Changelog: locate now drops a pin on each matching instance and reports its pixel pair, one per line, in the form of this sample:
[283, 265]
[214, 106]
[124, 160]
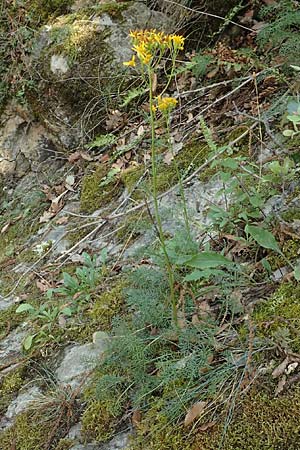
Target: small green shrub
[282, 30]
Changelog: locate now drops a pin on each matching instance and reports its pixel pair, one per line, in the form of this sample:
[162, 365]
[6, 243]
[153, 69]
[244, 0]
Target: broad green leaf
[67, 311]
[27, 344]
[263, 237]
[102, 141]
[25, 307]
[288, 133]
[69, 281]
[207, 260]
[266, 265]
[297, 272]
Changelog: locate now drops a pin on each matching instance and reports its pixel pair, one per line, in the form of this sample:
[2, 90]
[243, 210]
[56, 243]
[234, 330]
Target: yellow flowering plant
[149, 47]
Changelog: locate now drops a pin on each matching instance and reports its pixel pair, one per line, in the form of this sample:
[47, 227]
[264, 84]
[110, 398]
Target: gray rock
[119, 442]
[102, 45]
[79, 360]
[59, 242]
[11, 346]
[59, 64]
[6, 302]
[22, 402]
[23, 142]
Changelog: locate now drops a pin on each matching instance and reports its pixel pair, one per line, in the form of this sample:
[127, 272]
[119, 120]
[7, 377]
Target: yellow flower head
[166, 104]
[130, 63]
[151, 43]
[178, 41]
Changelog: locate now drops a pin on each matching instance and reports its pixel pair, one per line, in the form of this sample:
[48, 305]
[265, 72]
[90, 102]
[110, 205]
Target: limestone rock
[79, 360]
[79, 61]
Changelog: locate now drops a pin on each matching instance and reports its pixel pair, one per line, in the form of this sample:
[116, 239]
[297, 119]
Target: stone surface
[24, 143]
[59, 64]
[119, 442]
[86, 72]
[21, 403]
[79, 360]
[6, 302]
[11, 346]
[199, 196]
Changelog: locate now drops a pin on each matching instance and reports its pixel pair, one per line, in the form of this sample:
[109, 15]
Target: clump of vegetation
[282, 30]
[96, 192]
[278, 318]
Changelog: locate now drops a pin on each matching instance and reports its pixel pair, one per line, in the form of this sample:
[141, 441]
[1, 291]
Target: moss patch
[108, 305]
[25, 434]
[99, 420]
[9, 387]
[189, 158]
[279, 318]
[260, 422]
[93, 196]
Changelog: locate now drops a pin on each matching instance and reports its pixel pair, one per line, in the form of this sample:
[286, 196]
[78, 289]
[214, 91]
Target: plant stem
[155, 202]
[180, 184]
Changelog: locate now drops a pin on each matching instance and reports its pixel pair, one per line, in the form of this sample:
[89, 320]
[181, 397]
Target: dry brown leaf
[204, 309]
[168, 158]
[46, 216]
[43, 286]
[62, 220]
[136, 418]
[280, 386]
[62, 321]
[194, 413]
[115, 120]
[206, 426]
[212, 73]
[140, 131]
[74, 157]
[5, 228]
[154, 83]
[281, 368]
[181, 320]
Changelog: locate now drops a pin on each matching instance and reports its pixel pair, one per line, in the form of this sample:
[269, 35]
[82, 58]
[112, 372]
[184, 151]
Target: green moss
[260, 422]
[25, 434]
[112, 8]
[9, 387]
[40, 10]
[93, 196]
[155, 433]
[9, 320]
[279, 317]
[108, 305]
[65, 444]
[291, 214]
[290, 249]
[188, 159]
[99, 421]
[133, 226]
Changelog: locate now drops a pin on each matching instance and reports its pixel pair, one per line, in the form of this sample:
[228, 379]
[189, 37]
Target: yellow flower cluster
[146, 44]
[165, 104]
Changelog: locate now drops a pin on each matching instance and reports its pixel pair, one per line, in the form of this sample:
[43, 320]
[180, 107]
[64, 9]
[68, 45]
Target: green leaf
[202, 274]
[263, 237]
[25, 307]
[297, 272]
[207, 260]
[266, 265]
[67, 311]
[132, 94]
[27, 344]
[102, 141]
[288, 133]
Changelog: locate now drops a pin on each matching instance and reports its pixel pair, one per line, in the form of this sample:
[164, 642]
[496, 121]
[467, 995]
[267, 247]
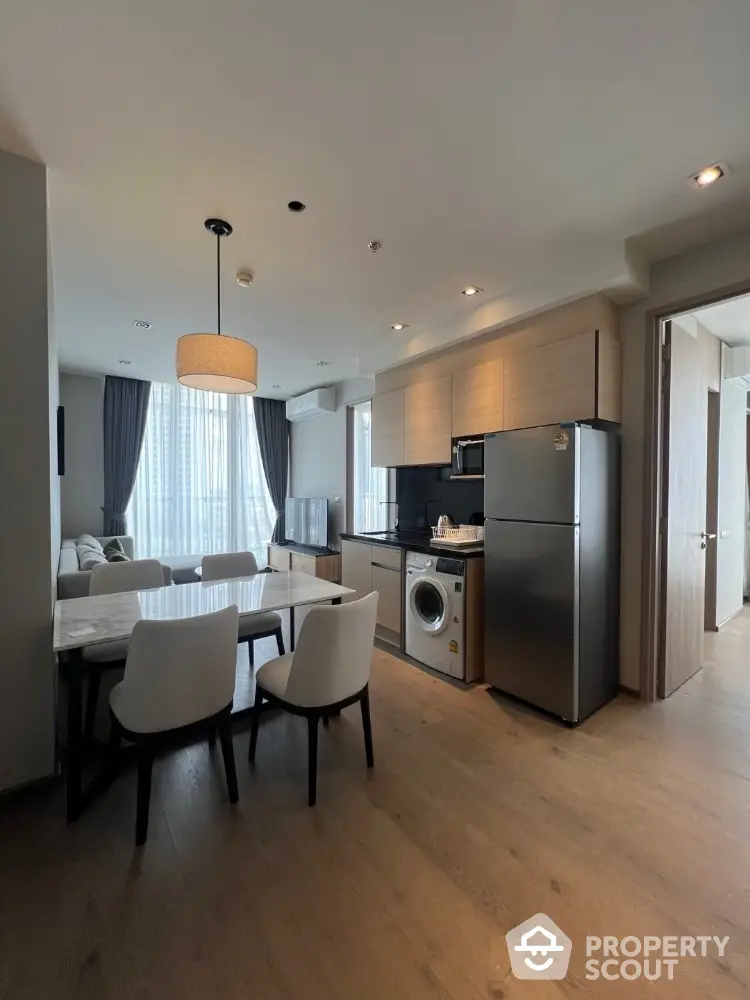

Description of the task: Identify every line in the items above that contains the string "rock", and copy each of those lines. Case counts.

Task result:
Target: gray rock
Target: limestone rock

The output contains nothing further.